▶ **EXERCISE AIM**
Scale every line from the start of the entries up to and including the line with "point(194, 201)", requests included, by multiplying each point coordinate in the answers by 0.2 and rounding to whole numbers with halves rounded up. Keep the numbers in the requests unchanged, and leave the pictures out of your answer.

---- LISTED ENTRIES

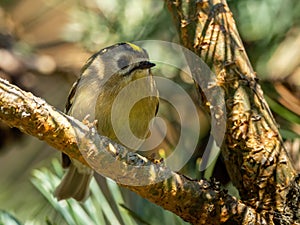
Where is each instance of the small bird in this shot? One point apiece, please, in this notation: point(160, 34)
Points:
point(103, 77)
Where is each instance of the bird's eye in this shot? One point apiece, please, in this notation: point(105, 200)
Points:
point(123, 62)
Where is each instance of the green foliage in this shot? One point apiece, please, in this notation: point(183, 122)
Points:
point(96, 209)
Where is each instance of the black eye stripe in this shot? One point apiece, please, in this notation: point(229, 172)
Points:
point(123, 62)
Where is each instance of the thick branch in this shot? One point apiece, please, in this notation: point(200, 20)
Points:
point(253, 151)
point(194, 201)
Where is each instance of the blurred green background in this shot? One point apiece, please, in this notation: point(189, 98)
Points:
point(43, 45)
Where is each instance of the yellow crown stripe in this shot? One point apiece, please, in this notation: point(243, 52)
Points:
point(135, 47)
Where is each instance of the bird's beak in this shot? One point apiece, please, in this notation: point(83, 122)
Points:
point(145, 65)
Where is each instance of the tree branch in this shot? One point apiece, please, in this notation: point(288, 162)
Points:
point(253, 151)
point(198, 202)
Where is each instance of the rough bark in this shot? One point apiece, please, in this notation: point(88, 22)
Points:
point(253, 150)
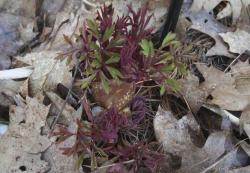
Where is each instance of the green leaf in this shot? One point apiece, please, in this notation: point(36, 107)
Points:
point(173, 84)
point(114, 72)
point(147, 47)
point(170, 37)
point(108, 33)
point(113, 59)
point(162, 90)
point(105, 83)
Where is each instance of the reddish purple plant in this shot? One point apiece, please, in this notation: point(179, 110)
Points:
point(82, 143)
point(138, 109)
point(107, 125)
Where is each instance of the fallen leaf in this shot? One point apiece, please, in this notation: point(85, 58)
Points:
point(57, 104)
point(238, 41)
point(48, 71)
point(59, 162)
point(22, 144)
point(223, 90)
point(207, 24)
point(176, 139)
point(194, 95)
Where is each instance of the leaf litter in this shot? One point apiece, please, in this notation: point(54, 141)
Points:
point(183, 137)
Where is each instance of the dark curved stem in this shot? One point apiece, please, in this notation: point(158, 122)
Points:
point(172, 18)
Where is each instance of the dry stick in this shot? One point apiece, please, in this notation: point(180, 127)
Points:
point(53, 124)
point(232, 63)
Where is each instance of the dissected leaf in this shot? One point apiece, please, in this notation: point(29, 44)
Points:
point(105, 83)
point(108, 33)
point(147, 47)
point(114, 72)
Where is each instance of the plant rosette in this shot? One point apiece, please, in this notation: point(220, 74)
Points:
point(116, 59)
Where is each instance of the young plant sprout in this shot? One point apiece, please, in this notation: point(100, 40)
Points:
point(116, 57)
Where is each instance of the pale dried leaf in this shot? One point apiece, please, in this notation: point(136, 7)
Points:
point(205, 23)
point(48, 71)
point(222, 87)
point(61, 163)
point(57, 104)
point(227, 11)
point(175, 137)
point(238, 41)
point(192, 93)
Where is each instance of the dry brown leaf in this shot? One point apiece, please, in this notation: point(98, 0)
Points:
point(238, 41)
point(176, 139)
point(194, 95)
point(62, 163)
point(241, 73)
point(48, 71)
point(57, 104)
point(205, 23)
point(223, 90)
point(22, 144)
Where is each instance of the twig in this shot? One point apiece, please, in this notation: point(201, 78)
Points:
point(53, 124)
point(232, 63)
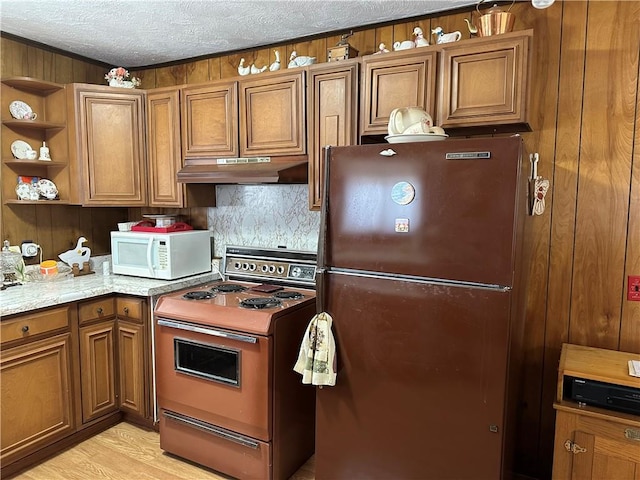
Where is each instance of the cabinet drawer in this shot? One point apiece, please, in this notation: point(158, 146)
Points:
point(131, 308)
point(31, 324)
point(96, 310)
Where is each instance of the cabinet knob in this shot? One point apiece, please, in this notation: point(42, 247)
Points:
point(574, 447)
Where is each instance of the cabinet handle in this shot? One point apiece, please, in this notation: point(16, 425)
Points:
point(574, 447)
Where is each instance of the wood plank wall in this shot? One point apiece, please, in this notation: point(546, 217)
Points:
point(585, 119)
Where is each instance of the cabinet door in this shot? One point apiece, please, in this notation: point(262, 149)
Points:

--------

▶ **TASK SOLUTION**
Where is each instance of the small bird in this shot? One point apiece, please, in this notation: point(160, 34)
Points:
point(21, 15)
Where is each instance of the bird's eye in this shot? One point apiece, please, in this notation: point(105, 200)
Points:
point(25, 12)
Where is each instance of the green foliage in this shot? One point apiece, please, in this notation: point(183, 122)
Points:
point(19, 42)
Where is each instance of the black eye stripe in this shot? One point apiece, please, in this notation: point(229, 172)
Points:
point(25, 12)
Where is each instance of the thick branch in this shot? One point apiece, please, in this notation: point(200, 20)
Points:
point(51, 30)
point(39, 40)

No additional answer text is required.